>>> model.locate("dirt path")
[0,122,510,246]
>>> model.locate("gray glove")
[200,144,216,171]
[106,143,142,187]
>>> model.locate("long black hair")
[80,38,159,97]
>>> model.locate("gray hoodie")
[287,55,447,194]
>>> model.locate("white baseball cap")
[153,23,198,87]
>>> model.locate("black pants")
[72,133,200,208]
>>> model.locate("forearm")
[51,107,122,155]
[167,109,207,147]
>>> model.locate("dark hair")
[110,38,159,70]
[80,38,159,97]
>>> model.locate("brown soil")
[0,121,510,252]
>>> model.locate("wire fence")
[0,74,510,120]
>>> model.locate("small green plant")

──────────────────────────────

Repeat each record in full; every line must match exactly.

>>> model.locate("dirt path")
[0,122,510,246]
>>> model.locate("gray glove")
[200,144,216,171]
[106,143,142,187]
>>> model.locate("long black hair")
[80,38,159,97]
>>> model.locate("gray hoodie")
[287,55,447,194]
>>> model.locate("white baseball cap")
[153,23,198,87]
>>> model.locate("black pants")
[72,133,200,208]
>>> model.locate("forearm")
[51,107,122,155]
[167,109,207,147]
>>> model.locate("dark hair")
[110,38,159,70]
[80,38,159,97]
>>> model.locate("brown soil")
[0,121,510,252]
>>> model.locate("wire fence")
[0,74,510,120]
>>> model.locate("small green plant")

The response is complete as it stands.